[START RECORD LIST]

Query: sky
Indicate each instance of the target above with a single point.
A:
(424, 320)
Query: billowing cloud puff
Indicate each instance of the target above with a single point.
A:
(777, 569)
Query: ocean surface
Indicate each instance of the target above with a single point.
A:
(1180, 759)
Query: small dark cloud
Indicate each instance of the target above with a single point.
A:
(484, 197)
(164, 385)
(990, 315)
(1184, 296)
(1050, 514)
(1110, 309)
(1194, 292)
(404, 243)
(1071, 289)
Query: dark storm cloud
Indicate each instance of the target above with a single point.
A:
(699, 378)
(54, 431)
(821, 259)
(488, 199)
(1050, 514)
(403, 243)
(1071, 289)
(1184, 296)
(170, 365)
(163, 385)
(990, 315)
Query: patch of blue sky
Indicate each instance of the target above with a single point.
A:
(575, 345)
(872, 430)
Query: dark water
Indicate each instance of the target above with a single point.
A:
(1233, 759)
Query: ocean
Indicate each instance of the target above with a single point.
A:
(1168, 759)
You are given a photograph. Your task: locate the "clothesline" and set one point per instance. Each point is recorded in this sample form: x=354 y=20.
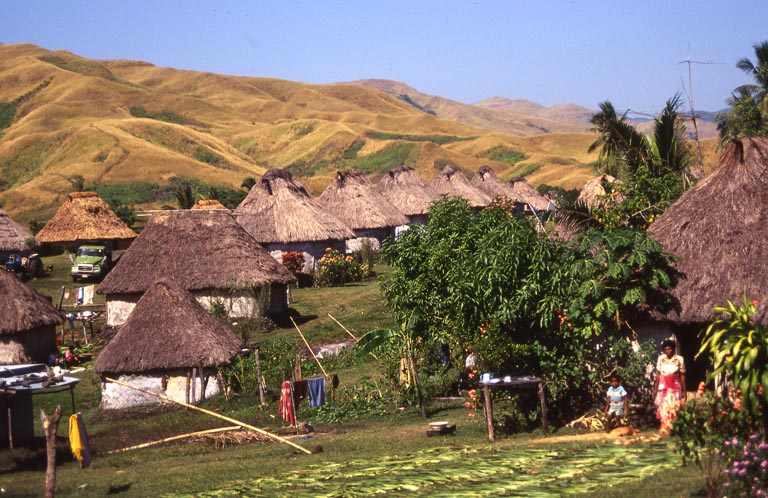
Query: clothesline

[END RECORD LIST]

» **WORK TO DO**
Lay out every line of the records above as a Markdown table with the columns "Row" and "Line", numbering the rows and leaving out blank lines and any pictures.

» **WRITTEN ANSWER**
| Row | Line |
|---|---|
| 1 | Query: sky |
| 2 | Indicate each instance of the target above with a single point. |
| 3 | A: |
| 4 | (424, 320) |
| 5 | Query: billowing cloud puff |
| 6 | Indicate each instance of the target above with a single point. |
| 7 | A: |
| 8 | (777, 569) |
| 9 | Query: ocean surface |
| 10 | Indicate each instance of the target above with a single point. |
| 11 | A: |
| 12 | (1180, 759) |
| 13 | Query: small dark cloud |
| 14 | Indicate each instance of the target above with a single point. |
| 15 | A: |
| 16 | (484, 197) |
| 17 | (164, 385) |
| 18 | (990, 315) |
| 19 | (1184, 296) |
| 20 | (1050, 514) |
| 21 | (1110, 309) |
| 22 | (1194, 292) |
| 23 | (404, 243) |
| 24 | (1071, 289) |
| 25 | Query: dark storm cloud |
| 26 | Indicate each instance of the target above with a single point. |
| 27 | A: |
| 28 | (699, 378) |
| 29 | (54, 431) |
| 30 | (821, 259) |
| 31 | (488, 199) |
| 32 | (1050, 514) |
| 33 | (403, 243) |
| 34 | (1071, 289) |
| 35 | (1184, 296) |
| 36 | (170, 365) |
| 37 | (163, 385) |
| 38 | (990, 315) |
| 39 | Query: patch of blue sky |
| 40 | Indicate each instance of the target above with a single point. |
| 41 | A: |
| 42 | (575, 345) |
| 43 | (872, 430) |
| 44 | Query: dark water |
| 45 | Indicate each instance of the target above with a single point. |
| 46 | A: |
| 47 | (1233, 759) |
| 48 | Query: ocean |
| 49 | Indicate each instance of the target above with a single point. |
| 50 | A: |
| 51 | (1168, 759) |
| 52 | You are given a photograph. Your task: locate the "clothesline" and set one point per instance. Each point is recorded in this sample form: x=354 y=20. |
| 53 | Query: clothesline |